— Work to do —
Copy the items below word for word, starting at the line that contains "Where can the plant" and ending at the line that contains "<point>190,177</point>", with both of those lines included.

** START OF Listed entries **

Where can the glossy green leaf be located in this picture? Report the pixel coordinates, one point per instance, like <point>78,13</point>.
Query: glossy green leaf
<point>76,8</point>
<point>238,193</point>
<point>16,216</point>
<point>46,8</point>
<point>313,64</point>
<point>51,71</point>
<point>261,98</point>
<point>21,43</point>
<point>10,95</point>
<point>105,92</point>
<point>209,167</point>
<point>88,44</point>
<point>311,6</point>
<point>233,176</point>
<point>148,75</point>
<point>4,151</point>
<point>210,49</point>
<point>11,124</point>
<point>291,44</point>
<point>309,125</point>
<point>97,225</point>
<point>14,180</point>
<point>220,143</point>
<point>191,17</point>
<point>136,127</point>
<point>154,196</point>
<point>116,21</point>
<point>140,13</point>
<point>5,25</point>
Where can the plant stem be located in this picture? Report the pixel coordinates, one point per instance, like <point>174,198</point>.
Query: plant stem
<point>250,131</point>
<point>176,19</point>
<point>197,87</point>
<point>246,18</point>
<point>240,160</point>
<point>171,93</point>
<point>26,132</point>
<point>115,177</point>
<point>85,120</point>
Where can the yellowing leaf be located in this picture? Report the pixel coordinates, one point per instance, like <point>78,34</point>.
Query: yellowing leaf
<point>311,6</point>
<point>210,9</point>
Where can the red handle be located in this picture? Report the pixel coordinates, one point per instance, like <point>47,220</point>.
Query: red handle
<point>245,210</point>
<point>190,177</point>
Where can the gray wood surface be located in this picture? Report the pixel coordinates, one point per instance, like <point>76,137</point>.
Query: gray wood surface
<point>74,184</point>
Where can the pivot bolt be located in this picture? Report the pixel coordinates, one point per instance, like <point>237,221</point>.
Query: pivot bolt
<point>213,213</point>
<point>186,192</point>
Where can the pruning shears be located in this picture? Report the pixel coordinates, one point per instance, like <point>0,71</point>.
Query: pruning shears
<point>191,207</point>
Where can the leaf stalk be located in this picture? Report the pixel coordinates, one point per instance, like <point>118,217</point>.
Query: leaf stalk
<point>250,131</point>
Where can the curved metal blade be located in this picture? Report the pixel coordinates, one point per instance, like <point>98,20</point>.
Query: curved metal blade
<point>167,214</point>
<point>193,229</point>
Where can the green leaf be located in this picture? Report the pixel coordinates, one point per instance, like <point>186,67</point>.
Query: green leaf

** END OF Listed entries **
** START OF Listed entries **

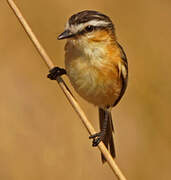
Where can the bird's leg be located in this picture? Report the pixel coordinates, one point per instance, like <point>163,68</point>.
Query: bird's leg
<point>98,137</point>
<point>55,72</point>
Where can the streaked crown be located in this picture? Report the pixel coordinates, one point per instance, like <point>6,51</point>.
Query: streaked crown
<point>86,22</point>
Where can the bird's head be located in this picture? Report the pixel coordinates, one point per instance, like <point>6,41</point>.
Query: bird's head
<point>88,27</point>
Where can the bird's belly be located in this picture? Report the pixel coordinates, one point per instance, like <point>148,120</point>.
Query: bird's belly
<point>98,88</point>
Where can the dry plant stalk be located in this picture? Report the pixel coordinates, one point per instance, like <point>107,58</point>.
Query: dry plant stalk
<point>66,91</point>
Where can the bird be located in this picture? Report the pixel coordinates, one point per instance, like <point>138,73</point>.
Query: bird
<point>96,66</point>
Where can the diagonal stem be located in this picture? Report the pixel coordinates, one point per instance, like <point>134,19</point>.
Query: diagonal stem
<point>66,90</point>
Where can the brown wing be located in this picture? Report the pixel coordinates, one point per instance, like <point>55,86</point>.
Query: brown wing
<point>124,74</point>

** END OF Listed entries **

— Response to this exercise —
Where can the plant stem be located in this picture? Report the pixel coordinates, one point per instance, like <point>174,198</point>.
Query: plant stem
<point>250,131</point>
<point>176,19</point>
<point>197,87</point>
<point>246,18</point>
<point>240,160</point>
<point>171,93</point>
<point>26,132</point>
<point>115,177</point>
<point>85,120</point>
Where can the yellowing leaf be located in this picture? Report the pixel coordinates, one point per instance, like <point>78,34</point>.
Query: yellowing leaf
<point>311,6</point>
<point>210,9</point>
Where can the red handle be located in this picture? Report the pixel coordinates, one point per instance, like <point>47,220</point>.
Query: red handle
<point>245,210</point>
<point>190,177</point>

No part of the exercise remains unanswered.